**WORK TO DO**
Beginning at the line containing "Where can you spot the handlebar?" and continuing to the end of the records below, give each line again exactly as it stands, and only those lines.

-- -- --

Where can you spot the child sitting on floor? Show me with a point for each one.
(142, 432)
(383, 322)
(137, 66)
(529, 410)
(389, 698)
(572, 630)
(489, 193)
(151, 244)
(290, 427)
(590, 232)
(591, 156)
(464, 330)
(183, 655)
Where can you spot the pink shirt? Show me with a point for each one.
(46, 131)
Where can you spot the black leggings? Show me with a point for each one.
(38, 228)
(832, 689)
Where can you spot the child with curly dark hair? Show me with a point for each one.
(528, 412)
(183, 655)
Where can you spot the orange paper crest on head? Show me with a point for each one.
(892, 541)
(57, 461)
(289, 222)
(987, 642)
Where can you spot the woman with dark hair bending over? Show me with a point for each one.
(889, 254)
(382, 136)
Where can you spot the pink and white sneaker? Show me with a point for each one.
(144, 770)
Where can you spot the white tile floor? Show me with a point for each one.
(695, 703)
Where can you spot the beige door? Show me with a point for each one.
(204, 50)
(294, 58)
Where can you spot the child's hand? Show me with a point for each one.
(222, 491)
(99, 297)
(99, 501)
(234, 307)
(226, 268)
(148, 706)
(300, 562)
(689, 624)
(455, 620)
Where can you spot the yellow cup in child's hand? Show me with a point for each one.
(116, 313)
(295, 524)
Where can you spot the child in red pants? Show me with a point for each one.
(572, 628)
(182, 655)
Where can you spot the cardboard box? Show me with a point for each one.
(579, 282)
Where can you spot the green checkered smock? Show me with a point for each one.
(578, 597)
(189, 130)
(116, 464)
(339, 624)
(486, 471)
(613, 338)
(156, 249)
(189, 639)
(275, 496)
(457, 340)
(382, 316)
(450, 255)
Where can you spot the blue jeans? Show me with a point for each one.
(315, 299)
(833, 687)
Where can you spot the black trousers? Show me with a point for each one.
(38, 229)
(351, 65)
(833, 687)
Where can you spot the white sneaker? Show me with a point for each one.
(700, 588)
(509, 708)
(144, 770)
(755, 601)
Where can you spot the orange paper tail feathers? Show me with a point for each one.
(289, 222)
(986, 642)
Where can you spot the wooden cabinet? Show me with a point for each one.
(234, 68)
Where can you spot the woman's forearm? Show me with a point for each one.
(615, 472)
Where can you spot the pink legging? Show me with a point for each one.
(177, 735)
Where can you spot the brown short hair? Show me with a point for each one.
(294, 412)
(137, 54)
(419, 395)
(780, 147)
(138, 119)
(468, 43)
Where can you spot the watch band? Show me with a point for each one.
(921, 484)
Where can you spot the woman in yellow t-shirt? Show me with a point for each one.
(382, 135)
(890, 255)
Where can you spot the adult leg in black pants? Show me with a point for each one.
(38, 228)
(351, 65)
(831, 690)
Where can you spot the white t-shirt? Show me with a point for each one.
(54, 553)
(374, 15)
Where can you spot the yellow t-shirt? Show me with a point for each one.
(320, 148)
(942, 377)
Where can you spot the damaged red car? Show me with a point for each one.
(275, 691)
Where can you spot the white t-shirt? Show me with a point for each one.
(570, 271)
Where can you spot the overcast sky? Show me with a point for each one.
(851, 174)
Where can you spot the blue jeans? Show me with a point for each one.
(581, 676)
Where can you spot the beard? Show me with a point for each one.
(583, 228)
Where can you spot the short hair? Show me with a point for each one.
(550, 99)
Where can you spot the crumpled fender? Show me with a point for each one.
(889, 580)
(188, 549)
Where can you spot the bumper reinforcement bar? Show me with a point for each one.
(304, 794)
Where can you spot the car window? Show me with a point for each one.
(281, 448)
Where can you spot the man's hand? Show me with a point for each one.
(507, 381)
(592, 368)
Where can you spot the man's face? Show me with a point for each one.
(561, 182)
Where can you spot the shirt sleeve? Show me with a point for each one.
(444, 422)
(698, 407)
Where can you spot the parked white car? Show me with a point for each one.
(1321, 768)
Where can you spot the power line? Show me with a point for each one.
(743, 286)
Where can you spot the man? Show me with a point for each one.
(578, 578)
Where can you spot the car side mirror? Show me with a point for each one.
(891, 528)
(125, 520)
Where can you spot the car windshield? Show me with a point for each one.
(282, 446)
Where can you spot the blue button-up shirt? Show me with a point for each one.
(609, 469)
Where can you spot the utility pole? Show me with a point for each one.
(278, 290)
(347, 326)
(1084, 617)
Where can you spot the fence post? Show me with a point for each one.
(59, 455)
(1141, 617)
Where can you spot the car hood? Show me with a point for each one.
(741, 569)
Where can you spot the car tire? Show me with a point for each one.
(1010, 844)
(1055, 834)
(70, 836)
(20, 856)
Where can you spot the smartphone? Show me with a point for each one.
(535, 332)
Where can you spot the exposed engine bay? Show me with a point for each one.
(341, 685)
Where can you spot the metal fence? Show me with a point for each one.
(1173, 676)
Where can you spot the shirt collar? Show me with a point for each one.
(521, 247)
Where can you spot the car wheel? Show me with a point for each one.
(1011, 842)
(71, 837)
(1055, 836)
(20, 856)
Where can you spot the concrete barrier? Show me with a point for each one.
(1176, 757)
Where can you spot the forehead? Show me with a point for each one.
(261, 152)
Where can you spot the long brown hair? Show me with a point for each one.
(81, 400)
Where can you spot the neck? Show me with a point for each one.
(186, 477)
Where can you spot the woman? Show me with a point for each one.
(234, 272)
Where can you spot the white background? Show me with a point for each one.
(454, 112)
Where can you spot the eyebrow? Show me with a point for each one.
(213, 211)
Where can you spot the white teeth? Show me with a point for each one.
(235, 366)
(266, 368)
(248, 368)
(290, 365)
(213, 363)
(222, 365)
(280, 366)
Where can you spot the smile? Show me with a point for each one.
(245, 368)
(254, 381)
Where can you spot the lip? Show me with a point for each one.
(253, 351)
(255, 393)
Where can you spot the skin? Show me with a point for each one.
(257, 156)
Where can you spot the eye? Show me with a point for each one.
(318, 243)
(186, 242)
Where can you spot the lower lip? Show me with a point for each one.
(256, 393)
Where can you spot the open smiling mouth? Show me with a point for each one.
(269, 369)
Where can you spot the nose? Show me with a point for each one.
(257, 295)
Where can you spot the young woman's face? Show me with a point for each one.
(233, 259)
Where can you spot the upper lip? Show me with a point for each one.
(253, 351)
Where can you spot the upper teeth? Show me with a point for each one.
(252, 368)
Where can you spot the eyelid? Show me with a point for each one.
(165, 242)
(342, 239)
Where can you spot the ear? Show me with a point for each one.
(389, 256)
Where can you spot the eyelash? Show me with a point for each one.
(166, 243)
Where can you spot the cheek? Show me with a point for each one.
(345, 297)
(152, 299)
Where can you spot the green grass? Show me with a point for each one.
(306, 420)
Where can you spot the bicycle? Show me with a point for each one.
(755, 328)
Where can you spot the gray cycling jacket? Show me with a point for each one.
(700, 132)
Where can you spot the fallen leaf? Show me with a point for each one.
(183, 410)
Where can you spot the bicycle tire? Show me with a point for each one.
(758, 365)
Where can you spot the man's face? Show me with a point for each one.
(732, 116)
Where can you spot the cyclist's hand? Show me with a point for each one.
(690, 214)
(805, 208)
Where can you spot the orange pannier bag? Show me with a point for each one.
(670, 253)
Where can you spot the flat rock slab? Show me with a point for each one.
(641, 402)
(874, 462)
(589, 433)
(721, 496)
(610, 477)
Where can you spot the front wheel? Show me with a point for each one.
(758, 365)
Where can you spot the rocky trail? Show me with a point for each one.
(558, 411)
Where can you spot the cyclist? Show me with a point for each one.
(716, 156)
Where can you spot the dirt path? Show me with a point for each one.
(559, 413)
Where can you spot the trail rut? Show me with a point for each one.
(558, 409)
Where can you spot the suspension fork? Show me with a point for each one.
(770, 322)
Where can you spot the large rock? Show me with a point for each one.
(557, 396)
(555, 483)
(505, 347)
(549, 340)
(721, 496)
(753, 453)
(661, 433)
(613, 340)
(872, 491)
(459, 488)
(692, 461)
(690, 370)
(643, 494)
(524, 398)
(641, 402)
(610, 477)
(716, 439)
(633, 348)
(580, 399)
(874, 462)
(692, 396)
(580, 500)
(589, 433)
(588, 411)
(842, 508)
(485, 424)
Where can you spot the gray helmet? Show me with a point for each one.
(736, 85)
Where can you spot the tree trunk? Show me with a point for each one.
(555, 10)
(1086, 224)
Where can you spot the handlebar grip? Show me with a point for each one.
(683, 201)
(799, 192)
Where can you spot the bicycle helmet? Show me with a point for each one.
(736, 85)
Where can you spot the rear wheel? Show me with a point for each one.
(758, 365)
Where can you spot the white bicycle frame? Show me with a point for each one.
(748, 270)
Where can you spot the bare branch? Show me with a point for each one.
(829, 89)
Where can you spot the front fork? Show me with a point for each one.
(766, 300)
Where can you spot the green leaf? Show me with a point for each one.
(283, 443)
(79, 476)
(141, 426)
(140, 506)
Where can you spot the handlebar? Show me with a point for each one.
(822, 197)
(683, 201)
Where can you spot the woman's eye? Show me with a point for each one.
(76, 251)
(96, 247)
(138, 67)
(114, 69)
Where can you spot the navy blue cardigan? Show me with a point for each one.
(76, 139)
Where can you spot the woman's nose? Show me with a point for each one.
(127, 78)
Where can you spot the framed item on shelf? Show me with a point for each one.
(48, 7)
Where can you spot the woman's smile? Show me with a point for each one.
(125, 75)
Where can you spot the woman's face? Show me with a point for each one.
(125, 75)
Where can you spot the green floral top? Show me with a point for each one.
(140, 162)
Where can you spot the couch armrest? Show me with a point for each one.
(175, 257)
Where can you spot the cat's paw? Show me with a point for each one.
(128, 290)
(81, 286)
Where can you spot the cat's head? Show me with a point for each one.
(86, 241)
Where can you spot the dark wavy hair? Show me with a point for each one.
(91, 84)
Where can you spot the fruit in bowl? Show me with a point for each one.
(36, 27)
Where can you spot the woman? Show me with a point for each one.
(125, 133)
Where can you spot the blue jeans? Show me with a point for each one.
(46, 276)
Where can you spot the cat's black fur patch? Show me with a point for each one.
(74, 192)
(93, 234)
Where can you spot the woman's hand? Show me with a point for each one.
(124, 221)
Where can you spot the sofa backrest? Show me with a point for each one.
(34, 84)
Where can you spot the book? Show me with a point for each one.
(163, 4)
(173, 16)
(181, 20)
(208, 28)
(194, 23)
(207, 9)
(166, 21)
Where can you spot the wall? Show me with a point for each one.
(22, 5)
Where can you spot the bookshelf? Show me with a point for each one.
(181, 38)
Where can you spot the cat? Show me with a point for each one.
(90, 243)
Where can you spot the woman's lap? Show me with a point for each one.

-- -- --

**RESPONSE FOR THIS EXERCISE**
Where can you spot the handlebar? Show me with a point for each one.
(822, 197)
(683, 201)
Where can you spot the woman's eye? Show me with a point for each one.
(76, 251)
(96, 247)
(138, 67)
(114, 69)
Where can you spot the navy blue cardigan? Show me with a point for each one.
(76, 139)
Where can you spot the woman's nose? Show me with a point for each one.
(127, 78)
Where can you spot the framed item on shelf? Show me with a point for each one.
(48, 7)
Where can you spot the woman's smile? Show me with a point for each one.
(125, 75)
Where can you spot the woman's face? Show me with a point for each one.
(125, 75)
Where can you spot the green floral top? Show me with a point for each one.
(140, 162)
Where can you spot the couch armrest? Show me with a point for each one.
(175, 257)
Where can you spot the cat's paw? Show me with a point for each one.
(128, 290)
(81, 286)
Where can you spot the cat's head? Show me with a point for each one.
(86, 241)
Where can you spot the dark wavy hair? Show me with a point for each one.
(91, 84)
Where can you spot the fruit in bowl? Show me with a point for each one.
(36, 27)
Where can you spot the woman? Show me with a point for each one.
(125, 133)
Where can you spot the blue jeans? Show me with a point for each one.
(46, 276)
Where can you spot the cat's black fur patch? Show me with a point for each one.
(74, 192)
(93, 234)
Where can you spot the woman's hand? Show me with a point for each one.
(124, 221)
Where can you spot the sofa backrest? Show me with a point for each one.
(34, 84)
Where can you spot the book? Show me with a point for each one.
(163, 4)
(173, 16)
(181, 20)
(208, 28)
(194, 23)
(207, 9)
(166, 21)
Where can you spot the wall? Show me with a point for each one.
(22, 5)
Where can you spot the bookshelf? Show me with a point for each one.
(181, 38)
Where can you spot the cat? Show me with a point for each one.
(90, 243)
Where can you spot the woman's lap? Show me with a point for each one.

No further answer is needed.